Object location labeling data
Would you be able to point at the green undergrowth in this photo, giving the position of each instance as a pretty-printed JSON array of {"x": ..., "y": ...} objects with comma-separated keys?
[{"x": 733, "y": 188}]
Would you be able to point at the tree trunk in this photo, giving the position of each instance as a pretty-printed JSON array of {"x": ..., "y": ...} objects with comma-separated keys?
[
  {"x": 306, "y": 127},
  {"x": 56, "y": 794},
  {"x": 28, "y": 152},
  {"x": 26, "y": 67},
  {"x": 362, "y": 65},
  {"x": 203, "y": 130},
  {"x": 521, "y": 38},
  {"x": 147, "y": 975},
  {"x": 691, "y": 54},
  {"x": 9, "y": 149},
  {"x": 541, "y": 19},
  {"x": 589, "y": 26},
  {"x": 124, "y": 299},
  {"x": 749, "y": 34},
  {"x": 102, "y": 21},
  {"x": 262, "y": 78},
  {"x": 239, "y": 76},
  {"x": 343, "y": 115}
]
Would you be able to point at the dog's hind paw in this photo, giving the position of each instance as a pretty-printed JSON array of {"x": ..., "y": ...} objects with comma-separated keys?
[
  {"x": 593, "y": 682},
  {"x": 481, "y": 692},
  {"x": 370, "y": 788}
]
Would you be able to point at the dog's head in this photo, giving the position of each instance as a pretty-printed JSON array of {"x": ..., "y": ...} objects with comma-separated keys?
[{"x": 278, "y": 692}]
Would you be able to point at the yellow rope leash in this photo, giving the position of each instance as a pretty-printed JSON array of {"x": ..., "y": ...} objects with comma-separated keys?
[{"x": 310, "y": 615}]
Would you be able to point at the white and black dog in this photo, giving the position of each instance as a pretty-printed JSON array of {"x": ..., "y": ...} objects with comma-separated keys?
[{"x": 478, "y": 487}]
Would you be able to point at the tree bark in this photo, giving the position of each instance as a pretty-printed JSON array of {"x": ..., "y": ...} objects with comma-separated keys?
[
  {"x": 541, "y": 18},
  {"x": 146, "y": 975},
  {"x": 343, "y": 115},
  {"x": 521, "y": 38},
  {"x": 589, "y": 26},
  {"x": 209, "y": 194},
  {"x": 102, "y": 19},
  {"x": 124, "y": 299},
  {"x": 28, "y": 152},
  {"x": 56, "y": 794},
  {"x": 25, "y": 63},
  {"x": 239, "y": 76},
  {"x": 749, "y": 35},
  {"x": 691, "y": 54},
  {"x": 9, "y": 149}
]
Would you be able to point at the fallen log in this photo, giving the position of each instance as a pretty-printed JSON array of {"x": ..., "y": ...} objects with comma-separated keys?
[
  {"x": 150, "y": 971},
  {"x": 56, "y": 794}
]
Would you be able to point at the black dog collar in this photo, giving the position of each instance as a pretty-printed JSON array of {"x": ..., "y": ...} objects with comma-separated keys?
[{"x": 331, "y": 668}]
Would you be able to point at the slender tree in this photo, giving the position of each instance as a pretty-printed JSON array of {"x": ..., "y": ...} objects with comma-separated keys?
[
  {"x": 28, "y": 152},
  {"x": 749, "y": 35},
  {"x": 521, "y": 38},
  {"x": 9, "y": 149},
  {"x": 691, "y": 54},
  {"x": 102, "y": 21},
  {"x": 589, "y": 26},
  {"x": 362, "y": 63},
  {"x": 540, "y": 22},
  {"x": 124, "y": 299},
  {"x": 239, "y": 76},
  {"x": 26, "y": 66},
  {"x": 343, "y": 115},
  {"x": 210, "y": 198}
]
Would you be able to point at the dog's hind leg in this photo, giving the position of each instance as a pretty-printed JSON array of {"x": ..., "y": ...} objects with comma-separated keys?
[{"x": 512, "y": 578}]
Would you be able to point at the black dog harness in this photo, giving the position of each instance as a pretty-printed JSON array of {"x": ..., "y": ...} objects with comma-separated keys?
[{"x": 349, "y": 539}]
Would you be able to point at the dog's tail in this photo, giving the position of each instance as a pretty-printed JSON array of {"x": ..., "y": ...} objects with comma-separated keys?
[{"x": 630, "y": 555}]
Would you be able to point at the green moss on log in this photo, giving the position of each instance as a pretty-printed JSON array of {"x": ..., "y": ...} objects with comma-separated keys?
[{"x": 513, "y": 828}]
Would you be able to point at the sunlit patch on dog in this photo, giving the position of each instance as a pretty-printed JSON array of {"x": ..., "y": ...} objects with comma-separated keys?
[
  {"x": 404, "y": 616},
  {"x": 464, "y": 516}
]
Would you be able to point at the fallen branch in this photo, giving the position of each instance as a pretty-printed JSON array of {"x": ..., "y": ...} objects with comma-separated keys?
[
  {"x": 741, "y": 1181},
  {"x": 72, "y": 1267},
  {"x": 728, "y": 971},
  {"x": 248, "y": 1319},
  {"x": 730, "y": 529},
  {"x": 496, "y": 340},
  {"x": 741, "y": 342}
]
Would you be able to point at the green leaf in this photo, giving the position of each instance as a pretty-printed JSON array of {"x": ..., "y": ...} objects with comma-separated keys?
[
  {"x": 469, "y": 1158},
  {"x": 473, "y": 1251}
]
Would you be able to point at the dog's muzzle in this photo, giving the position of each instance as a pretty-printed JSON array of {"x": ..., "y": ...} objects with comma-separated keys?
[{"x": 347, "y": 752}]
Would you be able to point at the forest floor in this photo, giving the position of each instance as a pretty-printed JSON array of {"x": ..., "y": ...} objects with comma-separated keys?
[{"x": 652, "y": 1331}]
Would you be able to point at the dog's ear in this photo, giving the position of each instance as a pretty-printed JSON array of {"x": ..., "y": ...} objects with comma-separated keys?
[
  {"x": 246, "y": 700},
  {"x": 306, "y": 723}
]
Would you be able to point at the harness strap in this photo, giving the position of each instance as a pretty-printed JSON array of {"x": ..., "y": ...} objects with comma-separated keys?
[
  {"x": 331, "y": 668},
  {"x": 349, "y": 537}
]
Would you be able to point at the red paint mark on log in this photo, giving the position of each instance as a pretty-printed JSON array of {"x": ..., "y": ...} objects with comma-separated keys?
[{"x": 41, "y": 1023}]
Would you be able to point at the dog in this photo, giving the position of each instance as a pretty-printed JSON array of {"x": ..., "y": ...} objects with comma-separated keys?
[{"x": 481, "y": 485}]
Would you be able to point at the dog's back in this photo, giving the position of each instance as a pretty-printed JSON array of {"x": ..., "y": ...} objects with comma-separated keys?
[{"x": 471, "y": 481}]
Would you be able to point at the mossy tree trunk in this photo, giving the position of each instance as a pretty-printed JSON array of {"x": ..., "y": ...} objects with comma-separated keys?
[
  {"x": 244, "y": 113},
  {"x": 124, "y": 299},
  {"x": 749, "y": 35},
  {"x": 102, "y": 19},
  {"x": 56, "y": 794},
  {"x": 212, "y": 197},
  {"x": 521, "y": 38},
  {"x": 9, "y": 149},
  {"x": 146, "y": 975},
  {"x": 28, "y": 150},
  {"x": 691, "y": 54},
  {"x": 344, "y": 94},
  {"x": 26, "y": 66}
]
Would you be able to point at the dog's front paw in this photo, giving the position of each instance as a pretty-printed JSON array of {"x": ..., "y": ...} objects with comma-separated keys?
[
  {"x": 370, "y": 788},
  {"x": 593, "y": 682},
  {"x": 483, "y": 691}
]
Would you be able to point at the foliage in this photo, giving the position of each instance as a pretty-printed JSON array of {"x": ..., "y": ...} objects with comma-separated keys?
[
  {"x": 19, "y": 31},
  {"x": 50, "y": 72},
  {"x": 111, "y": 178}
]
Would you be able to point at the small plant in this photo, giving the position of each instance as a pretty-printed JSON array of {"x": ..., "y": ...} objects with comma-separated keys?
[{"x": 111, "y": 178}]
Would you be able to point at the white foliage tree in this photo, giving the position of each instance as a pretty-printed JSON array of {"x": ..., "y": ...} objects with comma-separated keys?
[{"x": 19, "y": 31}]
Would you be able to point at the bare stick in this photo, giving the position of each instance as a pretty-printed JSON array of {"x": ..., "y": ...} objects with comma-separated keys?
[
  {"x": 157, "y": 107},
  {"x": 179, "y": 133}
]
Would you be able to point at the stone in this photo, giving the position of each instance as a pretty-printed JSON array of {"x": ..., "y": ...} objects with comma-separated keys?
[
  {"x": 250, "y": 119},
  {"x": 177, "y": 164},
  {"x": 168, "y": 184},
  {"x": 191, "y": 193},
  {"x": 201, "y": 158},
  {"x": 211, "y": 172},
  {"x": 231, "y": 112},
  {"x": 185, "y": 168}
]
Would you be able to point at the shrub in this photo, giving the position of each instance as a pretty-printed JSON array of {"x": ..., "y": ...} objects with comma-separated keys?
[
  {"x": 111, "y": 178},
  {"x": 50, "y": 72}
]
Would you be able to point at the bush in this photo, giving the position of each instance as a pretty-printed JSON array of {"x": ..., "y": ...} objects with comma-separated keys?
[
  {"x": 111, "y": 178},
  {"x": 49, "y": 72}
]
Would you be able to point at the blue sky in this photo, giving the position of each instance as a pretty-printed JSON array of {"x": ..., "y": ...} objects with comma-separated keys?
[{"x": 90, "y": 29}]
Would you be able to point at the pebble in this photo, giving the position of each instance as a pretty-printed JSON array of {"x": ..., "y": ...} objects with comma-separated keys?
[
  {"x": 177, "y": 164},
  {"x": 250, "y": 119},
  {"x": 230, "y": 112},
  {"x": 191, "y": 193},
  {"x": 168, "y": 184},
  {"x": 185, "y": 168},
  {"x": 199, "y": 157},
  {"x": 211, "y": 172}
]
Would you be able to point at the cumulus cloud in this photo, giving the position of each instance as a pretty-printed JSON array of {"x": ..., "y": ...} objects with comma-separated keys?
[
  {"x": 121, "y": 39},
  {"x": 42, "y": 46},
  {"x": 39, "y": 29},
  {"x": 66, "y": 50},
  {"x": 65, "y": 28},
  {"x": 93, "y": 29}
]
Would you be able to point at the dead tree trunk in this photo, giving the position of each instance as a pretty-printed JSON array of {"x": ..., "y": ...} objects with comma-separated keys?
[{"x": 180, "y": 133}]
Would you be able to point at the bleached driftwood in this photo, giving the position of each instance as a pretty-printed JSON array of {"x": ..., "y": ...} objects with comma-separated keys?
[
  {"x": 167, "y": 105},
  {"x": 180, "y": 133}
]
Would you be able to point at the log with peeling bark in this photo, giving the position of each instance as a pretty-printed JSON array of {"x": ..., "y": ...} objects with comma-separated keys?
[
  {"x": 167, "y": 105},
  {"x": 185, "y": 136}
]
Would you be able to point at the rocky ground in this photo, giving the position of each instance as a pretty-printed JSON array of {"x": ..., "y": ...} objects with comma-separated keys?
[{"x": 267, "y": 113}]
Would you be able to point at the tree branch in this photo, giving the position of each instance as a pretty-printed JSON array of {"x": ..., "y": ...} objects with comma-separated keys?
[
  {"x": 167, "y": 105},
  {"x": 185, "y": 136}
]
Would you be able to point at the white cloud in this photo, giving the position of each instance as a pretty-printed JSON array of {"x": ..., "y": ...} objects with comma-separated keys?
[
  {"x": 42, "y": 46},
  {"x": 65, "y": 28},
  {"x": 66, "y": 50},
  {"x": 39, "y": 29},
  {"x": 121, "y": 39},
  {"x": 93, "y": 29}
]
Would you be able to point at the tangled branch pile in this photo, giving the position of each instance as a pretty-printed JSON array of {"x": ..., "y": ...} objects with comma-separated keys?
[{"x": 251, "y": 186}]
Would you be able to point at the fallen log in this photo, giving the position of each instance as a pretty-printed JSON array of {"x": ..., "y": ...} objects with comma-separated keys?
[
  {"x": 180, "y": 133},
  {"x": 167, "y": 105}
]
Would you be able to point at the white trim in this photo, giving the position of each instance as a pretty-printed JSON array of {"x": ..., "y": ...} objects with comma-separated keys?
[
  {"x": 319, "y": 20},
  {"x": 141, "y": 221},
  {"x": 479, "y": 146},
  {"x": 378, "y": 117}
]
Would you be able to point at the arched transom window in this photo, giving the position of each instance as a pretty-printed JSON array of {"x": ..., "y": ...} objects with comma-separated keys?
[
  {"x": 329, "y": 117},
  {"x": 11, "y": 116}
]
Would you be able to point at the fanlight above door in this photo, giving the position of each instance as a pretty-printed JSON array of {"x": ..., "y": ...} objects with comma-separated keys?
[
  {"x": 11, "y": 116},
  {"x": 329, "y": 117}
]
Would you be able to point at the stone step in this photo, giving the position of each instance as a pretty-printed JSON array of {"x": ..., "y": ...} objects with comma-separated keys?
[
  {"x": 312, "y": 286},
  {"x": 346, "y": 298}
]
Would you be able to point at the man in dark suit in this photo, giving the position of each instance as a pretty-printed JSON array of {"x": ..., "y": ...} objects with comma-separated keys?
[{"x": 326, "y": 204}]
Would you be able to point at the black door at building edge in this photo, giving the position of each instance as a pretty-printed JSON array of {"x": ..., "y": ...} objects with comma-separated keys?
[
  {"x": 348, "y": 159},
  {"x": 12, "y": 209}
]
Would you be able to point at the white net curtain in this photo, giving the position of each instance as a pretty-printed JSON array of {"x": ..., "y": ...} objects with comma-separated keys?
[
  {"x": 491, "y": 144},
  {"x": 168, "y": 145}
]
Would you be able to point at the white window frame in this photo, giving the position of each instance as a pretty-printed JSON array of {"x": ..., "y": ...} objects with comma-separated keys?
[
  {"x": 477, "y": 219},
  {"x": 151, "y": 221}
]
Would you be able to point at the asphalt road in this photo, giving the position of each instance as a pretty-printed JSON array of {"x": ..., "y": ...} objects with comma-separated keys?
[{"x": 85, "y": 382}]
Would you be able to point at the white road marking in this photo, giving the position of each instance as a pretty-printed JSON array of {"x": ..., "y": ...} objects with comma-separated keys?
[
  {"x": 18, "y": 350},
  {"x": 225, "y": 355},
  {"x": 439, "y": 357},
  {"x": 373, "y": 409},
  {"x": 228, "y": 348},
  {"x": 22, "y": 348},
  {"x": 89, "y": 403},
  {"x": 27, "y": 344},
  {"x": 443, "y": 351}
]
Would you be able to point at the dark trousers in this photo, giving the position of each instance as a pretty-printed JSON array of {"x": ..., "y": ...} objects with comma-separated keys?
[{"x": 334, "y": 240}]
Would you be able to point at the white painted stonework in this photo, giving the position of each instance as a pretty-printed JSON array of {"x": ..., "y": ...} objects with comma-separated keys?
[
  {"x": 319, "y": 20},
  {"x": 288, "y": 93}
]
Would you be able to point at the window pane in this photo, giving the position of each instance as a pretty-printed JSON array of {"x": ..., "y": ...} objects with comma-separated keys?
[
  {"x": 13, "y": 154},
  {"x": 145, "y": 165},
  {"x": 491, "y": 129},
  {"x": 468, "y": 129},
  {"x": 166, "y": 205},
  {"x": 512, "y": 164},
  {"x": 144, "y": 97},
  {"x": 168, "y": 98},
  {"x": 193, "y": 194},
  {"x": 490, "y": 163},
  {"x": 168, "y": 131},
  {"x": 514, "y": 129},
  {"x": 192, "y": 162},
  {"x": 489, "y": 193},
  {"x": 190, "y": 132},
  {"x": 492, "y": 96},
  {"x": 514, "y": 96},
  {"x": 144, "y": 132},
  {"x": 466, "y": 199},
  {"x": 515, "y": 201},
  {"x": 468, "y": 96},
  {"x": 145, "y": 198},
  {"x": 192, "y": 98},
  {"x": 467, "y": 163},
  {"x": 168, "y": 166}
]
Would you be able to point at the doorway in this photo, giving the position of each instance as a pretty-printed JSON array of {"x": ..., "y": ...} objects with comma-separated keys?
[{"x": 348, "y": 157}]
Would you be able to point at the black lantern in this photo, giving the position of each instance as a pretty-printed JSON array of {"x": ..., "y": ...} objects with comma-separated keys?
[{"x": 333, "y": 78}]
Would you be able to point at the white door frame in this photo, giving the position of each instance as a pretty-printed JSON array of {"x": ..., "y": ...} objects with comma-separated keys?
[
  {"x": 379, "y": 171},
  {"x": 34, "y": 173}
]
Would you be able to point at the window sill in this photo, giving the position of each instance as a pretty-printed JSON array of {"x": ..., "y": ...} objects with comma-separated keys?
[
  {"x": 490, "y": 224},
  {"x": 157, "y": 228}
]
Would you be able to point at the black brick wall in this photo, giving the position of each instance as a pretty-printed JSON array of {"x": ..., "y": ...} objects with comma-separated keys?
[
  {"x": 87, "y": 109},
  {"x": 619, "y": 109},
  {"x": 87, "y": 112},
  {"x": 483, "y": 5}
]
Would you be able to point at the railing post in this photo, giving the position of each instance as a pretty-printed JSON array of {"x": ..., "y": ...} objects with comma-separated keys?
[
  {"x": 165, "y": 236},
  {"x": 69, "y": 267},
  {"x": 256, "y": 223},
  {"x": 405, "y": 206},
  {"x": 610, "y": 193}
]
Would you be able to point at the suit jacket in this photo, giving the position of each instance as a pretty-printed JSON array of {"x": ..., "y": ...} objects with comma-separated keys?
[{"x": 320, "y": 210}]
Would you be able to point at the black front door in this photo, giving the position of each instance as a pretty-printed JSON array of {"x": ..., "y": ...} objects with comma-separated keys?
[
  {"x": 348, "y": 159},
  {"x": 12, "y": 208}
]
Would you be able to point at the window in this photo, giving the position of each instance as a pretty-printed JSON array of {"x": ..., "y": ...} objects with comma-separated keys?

**Task requirements**
Convert the lines starting at the one containing "Would you be able to point at the suit" and ending at the last line of the material above into a numbered list, leaving out any blank lines.

**Answer to the problem**
1. Would you be able to point at the suit jacket in this photo, giving the position of each instance as a pretty-printed JSON array of {"x": ..., "y": ...} objects with comma-separated keys?
2. [{"x": 320, "y": 210}]
3. Would you be able to point at the black front door in this photo, giving the position of each instance as a pretty-printed JSON array of {"x": ..., "y": ...} objects with comma-separated keys?
4. [
5.   {"x": 348, "y": 159},
6.   {"x": 12, "y": 208}
7. ]
8. Would you be able to point at the window in this photo, giving the position of each instance as a pretty-printed JSON array of {"x": ..., "y": ...} objects with comma-separated keys?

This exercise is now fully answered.